_The request_: Turn every line of the rows below into a JSON list of strings, one string per line, leaving out blank lines.

_Given data_:

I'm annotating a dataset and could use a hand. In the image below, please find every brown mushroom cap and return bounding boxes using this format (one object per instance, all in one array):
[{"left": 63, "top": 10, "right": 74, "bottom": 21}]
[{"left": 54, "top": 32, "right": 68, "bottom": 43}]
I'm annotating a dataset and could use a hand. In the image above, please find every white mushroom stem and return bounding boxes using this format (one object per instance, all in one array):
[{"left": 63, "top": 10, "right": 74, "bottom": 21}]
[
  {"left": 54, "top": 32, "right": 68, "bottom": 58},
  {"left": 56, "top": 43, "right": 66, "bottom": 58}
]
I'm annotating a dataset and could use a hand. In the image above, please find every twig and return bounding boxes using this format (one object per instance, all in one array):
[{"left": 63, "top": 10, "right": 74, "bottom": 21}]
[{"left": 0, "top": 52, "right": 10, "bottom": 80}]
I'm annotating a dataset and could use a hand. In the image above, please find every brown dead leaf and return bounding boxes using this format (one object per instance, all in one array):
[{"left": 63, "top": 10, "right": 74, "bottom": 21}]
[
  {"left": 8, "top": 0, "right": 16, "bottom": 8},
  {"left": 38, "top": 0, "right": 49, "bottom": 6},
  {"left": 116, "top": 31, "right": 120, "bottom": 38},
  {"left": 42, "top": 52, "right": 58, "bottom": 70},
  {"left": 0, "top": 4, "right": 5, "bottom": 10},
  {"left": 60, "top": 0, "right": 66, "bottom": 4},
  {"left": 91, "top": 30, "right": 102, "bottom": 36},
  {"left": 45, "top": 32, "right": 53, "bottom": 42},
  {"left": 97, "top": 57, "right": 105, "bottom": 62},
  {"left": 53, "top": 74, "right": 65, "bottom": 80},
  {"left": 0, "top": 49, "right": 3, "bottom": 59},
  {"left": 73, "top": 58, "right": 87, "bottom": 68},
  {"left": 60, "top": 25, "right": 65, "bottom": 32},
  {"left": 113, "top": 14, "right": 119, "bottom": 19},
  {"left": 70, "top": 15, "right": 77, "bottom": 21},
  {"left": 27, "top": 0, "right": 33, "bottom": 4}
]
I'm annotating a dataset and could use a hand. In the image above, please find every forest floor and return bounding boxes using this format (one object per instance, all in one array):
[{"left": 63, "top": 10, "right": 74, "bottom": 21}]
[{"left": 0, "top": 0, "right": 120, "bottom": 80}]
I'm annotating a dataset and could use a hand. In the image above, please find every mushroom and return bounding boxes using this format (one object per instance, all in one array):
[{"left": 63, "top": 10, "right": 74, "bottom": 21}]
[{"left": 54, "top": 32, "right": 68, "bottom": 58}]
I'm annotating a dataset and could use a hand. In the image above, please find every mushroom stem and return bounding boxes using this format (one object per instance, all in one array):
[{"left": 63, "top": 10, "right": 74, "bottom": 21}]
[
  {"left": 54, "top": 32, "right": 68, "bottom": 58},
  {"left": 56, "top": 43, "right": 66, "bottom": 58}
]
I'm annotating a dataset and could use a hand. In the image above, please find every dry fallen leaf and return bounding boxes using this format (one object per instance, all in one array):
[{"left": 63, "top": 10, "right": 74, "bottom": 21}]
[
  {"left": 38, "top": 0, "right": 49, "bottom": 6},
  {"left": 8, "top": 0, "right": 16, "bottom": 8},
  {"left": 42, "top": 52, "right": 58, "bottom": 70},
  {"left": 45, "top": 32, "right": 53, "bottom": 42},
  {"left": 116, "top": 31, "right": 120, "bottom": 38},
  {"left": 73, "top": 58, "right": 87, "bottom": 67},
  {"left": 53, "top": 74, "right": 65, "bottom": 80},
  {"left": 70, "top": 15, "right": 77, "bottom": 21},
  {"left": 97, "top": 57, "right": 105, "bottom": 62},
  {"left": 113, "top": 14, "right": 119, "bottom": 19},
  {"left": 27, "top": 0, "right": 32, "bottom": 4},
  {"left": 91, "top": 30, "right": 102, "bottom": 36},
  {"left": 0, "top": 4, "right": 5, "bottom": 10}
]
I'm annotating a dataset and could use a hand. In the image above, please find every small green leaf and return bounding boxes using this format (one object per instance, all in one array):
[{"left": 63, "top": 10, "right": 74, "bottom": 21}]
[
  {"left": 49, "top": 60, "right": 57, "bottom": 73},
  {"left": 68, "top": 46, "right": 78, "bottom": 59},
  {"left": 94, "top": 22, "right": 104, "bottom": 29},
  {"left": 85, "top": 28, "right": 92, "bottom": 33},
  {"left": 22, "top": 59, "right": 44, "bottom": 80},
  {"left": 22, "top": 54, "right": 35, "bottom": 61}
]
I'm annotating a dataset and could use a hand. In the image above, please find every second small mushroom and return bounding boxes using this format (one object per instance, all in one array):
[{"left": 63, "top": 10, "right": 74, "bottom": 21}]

_Output_:
[
  "I'm annotating a dataset and could use a hand. In the image below, please find every brown mushroom cap and return bounding boxes using this format (one object per instance, all in one array):",
  "[{\"left\": 63, \"top\": 10, \"right\": 74, \"bottom\": 21}]",
  "[{\"left\": 54, \"top\": 32, \"right\": 68, \"bottom\": 43}]",
  "I'm annotating a dataset and could use a hand. In the image above, please find every white mushroom stem and return bounding boxes using this format (one object per instance, all in one array):",
  "[{\"left\": 63, \"top\": 10, \"right\": 74, \"bottom\": 21}]",
  "[",
  "  {\"left\": 54, \"top\": 32, \"right\": 68, \"bottom\": 58},",
  "  {\"left\": 56, \"top\": 43, \"right\": 66, \"bottom\": 58}",
  "]",
  "I'm annotating a dataset and could use a hand. In the image above, please find every twig and return bounding boxes using this format (one object per instance, all in one array):",
  "[{\"left\": 63, \"top\": 10, \"right\": 74, \"bottom\": 21}]",
  "[{\"left\": 0, \"top\": 52, \"right\": 10, \"bottom\": 80}]",
  "I'm annotating a dataset and could use a hand. In the image above, please find every brown dead leaf and return bounding boxes using this format (one object per instance, all in one array):",
  "[{\"left\": 63, \"top\": 10, \"right\": 74, \"bottom\": 21}]",
  "[",
  "  {\"left\": 8, \"top\": 0, \"right\": 16, \"bottom\": 8},",
  "  {\"left\": 38, \"top\": 0, \"right\": 49, \"bottom\": 6},",
  "  {\"left\": 116, \"top\": 31, \"right\": 120, \"bottom\": 38},",
  "  {\"left\": 42, \"top\": 52, \"right\": 58, \"bottom\": 70},",
  "  {\"left\": 0, \"top\": 4, \"right\": 5, \"bottom\": 10},",
  "  {\"left\": 60, \"top\": 0, \"right\": 66, \"bottom\": 4},",
  "  {\"left\": 91, \"top\": 30, \"right\": 102, \"bottom\": 36},",
  "  {\"left\": 45, \"top\": 32, \"right\": 53, \"bottom\": 42},",
  "  {\"left\": 97, \"top\": 57, \"right\": 105, \"bottom\": 62},",
  "  {\"left\": 53, \"top\": 74, \"right\": 65, \"bottom\": 80},",
  "  {\"left\": 0, \"top\": 49, \"right\": 3, \"bottom\": 59},",
  "  {\"left\": 73, \"top\": 58, \"right\": 87, \"bottom\": 68},",
  "  {\"left\": 60, \"top\": 25, \"right\": 65, \"bottom\": 32},",
  "  {\"left\": 113, \"top\": 14, \"right\": 119, \"bottom\": 19},",
  "  {\"left\": 70, \"top\": 15, \"right\": 77, \"bottom\": 21},",
  "  {\"left\": 27, \"top\": 0, \"right\": 33, \"bottom\": 4}",
  "]",
  "I'm annotating a dataset and could use a hand. In the image above, please find every forest floor and return bounding boxes using this format (one object per instance, all in one array):",
  "[{\"left\": 63, \"top\": 10, \"right\": 74, \"bottom\": 21}]",
  "[{\"left\": 0, \"top\": 0, \"right\": 120, \"bottom\": 80}]",
  "I'm annotating a dataset and could use a hand. In the image above, please find every mushroom and return bounding boxes using this format (one object per instance, all in one array):",
  "[{\"left\": 63, \"top\": 10, \"right\": 74, \"bottom\": 21}]",
  "[{\"left\": 54, \"top\": 32, \"right\": 68, \"bottom\": 58}]",
  "I'm annotating a dataset and could use a hand. In the image above, please find every mushroom stem and return bounding boxes using this format (one object per instance, all in one array):",
  "[{\"left\": 63, \"top\": 10, \"right\": 74, \"bottom\": 21}]",
  "[",
  "  {\"left\": 54, \"top\": 32, \"right\": 68, \"bottom\": 58},",
  "  {\"left\": 56, \"top\": 43, \"right\": 66, \"bottom\": 58}",
  "]",
  "I'm annotating a dataset and could use a hand. In the image above, please find every dry fallen leaf and return bounding boxes using this format (one object per instance, all in one array):",
  "[{\"left\": 63, \"top\": 10, \"right\": 74, \"bottom\": 21}]",
  "[",
  "  {\"left\": 38, \"top\": 0, \"right\": 49, \"bottom\": 6},",
  "  {\"left\": 8, \"top\": 0, \"right\": 16, \"bottom\": 8},",
  "  {\"left\": 42, \"top\": 52, \"right\": 58, \"bottom\": 70},",
  "  {\"left\": 45, \"top\": 32, \"right\": 53, \"bottom\": 42},",
  "  {\"left\": 116, \"top\": 31, \"right\": 120, \"bottom\": 38},",
  "  {\"left\": 73, \"top\": 58, \"right\": 87, \"bottom\": 67},",
  "  {\"left\": 53, \"top\": 74, \"right\": 65, \"bottom\": 80},",
  "  {\"left\": 70, \"top\": 15, \"right\": 77, \"bottom\": 21},",
  "  {\"left\": 97, \"top\": 57, \"right\": 105, \"bottom\": 62},",
  "  {\"left\": 113, \"top\": 14, \"right\": 119, \"bottom\": 19},",
  "  {\"left\": 27, \"top\": 0, \"right\": 32, \"bottom\": 4},",
  "  {\"left\": 91, \"top\": 30, \"right\": 102, \"bottom\": 36},",
  "  {\"left\": 0, \"top\": 4, \"right\": 5, \"bottom\": 10}",
  "]",
  "I'm annotating a dataset and could use a hand. In the image above, please find every small green leaf and return bounding boxes using this format (one object per instance, all in one array):",
  "[{\"left\": 63, \"top\": 10, \"right\": 74, \"bottom\": 21}]",
  "[",
  "  {\"left\": 49, \"top\": 60, \"right\": 57, \"bottom\": 73},",
  "  {\"left\": 68, \"top\": 46, \"right\": 78, \"bottom\": 59},",
  "  {\"left\": 94, \"top\": 22, \"right\": 104, \"bottom\": 29},",
  "  {\"left\": 85, \"top\": 28, \"right\": 92, \"bottom\": 33},",
  "  {\"left\": 22, \"top\": 59, \"right\": 44, \"bottom\": 80},",
  "  {\"left\": 22, \"top\": 54, \"right\": 35, \"bottom\": 61}",
  "]",
  "I'm annotating a dataset and could use a hand. In the image above, please find every second small mushroom and return bounding boxes using this format (one object per instance, all in one array):",
  "[{\"left\": 63, \"top\": 10, \"right\": 74, \"bottom\": 21}]"
]